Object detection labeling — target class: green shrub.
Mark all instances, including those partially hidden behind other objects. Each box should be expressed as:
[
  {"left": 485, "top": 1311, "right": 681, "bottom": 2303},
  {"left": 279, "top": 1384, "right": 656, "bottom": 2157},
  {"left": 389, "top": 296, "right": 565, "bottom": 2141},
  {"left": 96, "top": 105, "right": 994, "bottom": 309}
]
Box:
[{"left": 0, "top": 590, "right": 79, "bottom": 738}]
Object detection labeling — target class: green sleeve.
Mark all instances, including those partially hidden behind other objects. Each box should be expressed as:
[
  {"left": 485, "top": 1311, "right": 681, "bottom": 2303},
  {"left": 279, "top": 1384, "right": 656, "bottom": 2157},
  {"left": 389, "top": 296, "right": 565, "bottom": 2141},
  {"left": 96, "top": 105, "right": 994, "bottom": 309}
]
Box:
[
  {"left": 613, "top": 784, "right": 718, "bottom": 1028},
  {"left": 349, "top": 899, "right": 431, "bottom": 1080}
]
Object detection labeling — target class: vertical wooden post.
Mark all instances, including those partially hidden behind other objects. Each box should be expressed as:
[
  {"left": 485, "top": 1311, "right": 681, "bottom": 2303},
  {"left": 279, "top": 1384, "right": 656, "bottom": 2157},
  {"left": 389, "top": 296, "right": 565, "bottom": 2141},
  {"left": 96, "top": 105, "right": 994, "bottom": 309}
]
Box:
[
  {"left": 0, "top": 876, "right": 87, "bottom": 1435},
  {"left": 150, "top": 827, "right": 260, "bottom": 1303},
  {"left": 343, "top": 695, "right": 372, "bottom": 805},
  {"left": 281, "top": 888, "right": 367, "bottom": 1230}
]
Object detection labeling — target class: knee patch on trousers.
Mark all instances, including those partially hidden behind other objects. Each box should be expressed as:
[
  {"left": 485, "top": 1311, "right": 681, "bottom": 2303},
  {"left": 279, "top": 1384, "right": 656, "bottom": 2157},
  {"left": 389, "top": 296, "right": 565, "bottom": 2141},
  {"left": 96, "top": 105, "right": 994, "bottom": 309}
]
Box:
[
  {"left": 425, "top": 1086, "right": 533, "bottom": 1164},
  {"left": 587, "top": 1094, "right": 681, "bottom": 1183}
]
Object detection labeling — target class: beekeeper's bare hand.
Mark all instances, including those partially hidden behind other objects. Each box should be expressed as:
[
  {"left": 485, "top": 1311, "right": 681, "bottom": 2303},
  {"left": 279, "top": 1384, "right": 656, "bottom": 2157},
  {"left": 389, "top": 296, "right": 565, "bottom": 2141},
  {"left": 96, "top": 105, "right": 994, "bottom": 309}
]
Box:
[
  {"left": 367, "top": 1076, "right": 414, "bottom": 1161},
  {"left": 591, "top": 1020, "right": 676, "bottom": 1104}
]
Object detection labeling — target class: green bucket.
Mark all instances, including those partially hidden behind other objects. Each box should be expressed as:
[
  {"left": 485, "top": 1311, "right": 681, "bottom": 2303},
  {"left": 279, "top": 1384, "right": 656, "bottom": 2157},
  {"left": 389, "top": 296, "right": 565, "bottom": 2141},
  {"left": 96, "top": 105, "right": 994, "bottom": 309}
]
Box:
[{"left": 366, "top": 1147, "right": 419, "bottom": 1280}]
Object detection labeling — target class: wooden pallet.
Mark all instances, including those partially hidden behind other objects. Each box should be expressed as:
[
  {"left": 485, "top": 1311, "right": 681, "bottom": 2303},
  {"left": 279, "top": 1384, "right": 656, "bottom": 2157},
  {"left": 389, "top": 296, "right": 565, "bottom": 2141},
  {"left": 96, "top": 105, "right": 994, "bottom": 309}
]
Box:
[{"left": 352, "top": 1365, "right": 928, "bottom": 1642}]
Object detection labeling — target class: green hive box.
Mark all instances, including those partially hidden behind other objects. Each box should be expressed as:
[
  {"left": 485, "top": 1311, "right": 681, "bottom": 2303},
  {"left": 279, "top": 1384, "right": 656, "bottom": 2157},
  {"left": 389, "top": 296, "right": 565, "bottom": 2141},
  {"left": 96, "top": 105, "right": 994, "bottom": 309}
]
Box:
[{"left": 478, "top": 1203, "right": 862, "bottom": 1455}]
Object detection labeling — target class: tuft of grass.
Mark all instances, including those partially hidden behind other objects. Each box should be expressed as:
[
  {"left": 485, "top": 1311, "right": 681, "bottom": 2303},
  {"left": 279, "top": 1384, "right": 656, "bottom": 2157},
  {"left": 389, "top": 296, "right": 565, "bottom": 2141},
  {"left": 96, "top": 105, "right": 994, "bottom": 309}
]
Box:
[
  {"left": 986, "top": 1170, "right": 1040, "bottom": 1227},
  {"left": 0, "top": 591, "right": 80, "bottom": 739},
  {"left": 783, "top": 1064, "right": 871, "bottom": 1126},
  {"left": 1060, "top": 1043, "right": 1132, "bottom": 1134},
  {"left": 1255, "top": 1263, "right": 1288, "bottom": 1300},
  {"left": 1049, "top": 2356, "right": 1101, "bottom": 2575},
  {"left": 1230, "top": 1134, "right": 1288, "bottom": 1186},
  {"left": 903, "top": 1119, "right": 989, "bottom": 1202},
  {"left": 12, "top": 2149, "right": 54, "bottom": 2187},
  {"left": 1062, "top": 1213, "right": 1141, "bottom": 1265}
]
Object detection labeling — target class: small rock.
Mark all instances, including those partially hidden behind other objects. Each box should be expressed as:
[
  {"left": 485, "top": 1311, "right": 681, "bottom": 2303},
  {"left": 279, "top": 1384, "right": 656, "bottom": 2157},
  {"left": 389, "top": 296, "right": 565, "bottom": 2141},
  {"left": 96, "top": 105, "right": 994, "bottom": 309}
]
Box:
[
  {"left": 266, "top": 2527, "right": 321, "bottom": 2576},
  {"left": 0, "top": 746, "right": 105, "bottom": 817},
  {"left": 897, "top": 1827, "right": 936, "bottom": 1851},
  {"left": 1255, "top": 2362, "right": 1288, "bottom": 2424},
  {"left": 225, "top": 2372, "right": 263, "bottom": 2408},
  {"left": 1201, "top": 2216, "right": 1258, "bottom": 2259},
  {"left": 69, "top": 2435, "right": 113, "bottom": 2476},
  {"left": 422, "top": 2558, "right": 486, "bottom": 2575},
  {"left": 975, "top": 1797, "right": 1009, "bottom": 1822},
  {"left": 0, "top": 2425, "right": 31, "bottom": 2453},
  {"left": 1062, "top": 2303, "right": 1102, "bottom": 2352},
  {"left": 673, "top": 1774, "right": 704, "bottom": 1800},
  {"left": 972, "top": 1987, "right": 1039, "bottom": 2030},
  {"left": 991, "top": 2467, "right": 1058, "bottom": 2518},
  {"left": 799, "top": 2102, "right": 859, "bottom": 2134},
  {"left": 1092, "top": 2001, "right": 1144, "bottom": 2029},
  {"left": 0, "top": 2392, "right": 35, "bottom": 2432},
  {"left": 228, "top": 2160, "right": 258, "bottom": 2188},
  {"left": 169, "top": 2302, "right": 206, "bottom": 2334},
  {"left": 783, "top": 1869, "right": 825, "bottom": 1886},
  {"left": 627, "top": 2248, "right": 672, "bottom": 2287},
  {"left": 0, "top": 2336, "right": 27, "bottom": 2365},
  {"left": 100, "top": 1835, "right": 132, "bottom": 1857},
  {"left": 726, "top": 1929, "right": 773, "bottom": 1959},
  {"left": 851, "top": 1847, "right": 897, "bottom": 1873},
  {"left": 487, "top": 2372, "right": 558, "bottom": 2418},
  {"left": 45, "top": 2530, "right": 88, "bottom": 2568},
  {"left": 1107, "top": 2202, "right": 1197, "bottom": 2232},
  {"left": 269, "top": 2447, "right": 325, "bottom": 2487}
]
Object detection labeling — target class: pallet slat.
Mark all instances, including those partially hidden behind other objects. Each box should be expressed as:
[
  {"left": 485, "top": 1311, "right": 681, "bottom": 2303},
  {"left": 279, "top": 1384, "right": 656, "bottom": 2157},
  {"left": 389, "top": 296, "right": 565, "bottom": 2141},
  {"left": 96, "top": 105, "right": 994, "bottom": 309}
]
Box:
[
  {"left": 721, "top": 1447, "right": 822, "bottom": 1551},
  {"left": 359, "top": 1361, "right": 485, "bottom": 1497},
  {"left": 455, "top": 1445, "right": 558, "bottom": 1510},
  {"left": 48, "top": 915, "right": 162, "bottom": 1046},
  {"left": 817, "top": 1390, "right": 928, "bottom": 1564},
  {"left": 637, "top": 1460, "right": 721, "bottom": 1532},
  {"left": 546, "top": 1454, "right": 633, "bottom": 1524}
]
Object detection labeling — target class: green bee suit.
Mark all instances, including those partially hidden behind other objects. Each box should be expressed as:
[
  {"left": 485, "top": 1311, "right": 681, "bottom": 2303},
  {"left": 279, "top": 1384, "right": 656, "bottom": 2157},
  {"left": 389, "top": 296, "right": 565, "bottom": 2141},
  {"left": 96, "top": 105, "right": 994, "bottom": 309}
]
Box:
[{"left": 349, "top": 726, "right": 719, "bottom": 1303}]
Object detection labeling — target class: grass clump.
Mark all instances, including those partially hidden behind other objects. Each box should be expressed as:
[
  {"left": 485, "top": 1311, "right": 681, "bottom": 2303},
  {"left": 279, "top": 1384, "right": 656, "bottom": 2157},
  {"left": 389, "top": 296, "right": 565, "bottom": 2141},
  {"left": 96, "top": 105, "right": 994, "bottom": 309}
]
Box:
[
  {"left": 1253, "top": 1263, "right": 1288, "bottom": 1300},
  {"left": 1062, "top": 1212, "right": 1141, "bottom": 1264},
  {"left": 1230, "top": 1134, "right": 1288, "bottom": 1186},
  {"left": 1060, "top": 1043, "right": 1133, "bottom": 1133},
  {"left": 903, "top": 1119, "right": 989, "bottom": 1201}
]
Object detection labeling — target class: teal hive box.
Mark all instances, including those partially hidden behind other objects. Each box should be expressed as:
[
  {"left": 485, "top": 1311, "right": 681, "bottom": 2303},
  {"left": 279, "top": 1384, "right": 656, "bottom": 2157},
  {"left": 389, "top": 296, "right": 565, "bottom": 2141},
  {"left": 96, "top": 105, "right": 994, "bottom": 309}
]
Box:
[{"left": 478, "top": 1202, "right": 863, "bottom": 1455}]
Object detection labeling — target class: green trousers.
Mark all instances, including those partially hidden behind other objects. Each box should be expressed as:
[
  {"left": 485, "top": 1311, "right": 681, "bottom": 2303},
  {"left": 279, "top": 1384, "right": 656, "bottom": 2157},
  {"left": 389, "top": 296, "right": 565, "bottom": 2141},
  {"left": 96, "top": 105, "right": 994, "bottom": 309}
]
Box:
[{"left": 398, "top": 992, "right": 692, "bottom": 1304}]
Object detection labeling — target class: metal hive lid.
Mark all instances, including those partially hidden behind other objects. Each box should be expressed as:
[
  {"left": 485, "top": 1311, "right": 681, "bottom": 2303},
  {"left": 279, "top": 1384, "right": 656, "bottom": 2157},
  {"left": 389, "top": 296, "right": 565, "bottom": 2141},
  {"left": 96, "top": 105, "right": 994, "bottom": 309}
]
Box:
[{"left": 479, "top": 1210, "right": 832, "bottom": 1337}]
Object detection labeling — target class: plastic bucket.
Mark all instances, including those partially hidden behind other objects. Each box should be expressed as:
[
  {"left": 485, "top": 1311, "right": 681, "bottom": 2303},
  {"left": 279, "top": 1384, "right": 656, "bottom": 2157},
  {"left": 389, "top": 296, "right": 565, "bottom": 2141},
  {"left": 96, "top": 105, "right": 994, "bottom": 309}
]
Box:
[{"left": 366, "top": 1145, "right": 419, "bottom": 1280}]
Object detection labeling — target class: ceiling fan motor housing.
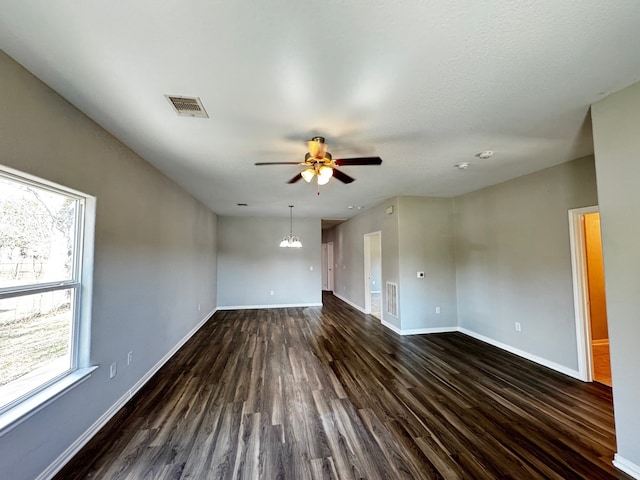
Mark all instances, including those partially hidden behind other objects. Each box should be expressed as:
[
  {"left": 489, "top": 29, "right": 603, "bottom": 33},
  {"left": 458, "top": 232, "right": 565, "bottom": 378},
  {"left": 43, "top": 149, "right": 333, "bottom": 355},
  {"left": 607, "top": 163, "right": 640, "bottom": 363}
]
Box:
[
  {"left": 305, "top": 151, "right": 332, "bottom": 164},
  {"left": 308, "top": 136, "right": 328, "bottom": 159}
]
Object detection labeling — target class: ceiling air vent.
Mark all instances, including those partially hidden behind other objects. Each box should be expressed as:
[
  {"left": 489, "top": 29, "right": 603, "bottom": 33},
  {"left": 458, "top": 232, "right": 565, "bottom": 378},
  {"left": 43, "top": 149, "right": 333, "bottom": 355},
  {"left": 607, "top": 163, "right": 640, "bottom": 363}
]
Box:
[{"left": 165, "top": 95, "right": 209, "bottom": 118}]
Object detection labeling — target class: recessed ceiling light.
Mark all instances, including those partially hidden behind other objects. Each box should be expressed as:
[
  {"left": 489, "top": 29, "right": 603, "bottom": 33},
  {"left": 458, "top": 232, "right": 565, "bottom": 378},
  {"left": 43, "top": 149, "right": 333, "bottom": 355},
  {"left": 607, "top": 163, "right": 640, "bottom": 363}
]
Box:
[
  {"left": 454, "top": 162, "right": 470, "bottom": 170},
  {"left": 347, "top": 206, "right": 354, "bottom": 209},
  {"left": 475, "top": 151, "right": 494, "bottom": 159},
  {"left": 357, "top": 206, "right": 364, "bottom": 210}
]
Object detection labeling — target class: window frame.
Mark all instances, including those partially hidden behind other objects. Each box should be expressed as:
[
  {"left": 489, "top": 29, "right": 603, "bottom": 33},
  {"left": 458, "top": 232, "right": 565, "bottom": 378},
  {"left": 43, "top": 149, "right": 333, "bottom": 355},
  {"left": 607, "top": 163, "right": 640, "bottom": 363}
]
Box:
[{"left": 0, "top": 165, "right": 97, "bottom": 436}]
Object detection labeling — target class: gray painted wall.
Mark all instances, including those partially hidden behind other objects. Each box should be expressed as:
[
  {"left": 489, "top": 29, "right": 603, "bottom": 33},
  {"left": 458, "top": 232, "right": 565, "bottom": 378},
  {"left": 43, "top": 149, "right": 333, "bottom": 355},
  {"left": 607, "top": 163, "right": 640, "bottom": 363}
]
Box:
[
  {"left": 334, "top": 198, "right": 400, "bottom": 327},
  {"left": 398, "top": 196, "right": 457, "bottom": 330},
  {"left": 333, "top": 196, "right": 457, "bottom": 332},
  {"left": 453, "top": 156, "right": 598, "bottom": 370},
  {"left": 592, "top": 80, "right": 640, "bottom": 469},
  {"left": 0, "top": 51, "right": 218, "bottom": 480},
  {"left": 217, "top": 216, "right": 322, "bottom": 307}
]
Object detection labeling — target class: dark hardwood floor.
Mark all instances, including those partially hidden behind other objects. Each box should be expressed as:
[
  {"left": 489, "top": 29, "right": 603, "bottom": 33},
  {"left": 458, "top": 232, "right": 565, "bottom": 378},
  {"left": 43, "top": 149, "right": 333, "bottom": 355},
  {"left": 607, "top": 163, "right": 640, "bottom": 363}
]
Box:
[{"left": 54, "top": 292, "right": 629, "bottom": 479}]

What to do:
Check every line of the records above for the string "hive". Copy those that hold it.

Answer to the problem:
Object detection labeling — target class: green hive box.
Object detection labeling — target class: teal hive box.
Object detection labeling — target class: metal hive lid.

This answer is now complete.